— Problem to solve —
Find every line in the material below that contains the word "window", matching case exactly, and copy each such line in full.

Data items
= = = = = = =
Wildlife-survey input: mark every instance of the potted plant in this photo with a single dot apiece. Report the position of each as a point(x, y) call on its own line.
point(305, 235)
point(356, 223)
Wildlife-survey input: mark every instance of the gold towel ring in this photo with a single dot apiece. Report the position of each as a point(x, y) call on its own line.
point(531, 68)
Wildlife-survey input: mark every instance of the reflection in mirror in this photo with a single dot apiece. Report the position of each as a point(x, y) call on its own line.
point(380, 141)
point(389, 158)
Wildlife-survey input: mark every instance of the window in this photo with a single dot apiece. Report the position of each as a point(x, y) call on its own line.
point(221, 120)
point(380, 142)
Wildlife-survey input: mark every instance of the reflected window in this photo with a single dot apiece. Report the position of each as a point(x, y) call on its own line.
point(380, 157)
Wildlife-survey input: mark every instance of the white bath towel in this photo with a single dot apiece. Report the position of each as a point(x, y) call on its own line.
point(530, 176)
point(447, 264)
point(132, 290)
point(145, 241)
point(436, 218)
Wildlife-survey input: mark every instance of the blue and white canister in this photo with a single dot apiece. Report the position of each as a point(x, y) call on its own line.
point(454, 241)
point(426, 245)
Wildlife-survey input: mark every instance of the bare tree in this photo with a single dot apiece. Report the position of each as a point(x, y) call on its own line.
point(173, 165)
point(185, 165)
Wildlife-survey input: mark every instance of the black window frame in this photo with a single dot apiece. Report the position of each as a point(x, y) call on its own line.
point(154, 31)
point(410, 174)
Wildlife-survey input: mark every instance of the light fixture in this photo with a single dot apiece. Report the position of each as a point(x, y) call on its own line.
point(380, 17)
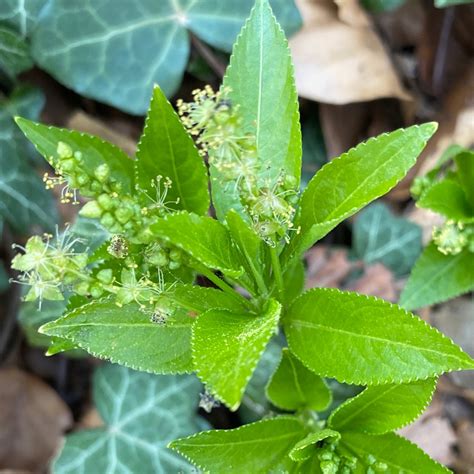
= = = = = = =
— Solution for this task —
Wildlife-survey input: mark every instance of the window in this photo with a single dot apiece. Report the position of each as a point(x, y) call on its own line.
Wildlife-survey input: mark every instance of the reflected window in this photo with a single dot apiece. Report the position of each as a point(x, y) call on its own line.
Wildlife-survey input: mark every instance of the black window frame in this photo with a single dot apiece. Report the position of each as a point(x, y) call on its own line.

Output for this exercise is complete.